** START **

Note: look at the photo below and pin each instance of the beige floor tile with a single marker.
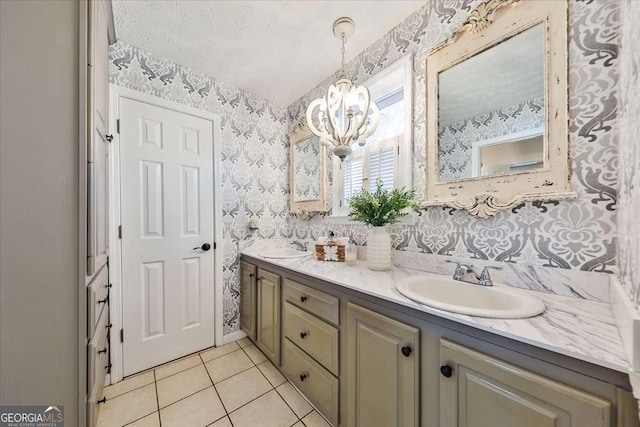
(178, 366)
(224, 422)
(198, 410)
(152, 420)
(298, 403)
(254, 354)
(315, 420)
(129, 407)
(266, 411)
(244, 342)
(128, 384)
(241, 388)
(181, 385)
(219, 351)
(272, 373)
(228, 365)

** END **

Task directions: Rewrite the records above with "marker" replaced by "dot" and everything else left unchanged. Leave the pictures out of your answer.

Result:
Note: look at the photo below and pin each instance of the beige floor tile with a single dot.
(178, 366)
(224, 422)
(198, 410)
(152, 420)
(298, 403)
(254, 354)
(315, 420)
(129, 407)
(266, 411)
(244, 342)
(128, 384)
(241, 388)
(181, 385)
(219, 351)
(272, 373)
(228, 365)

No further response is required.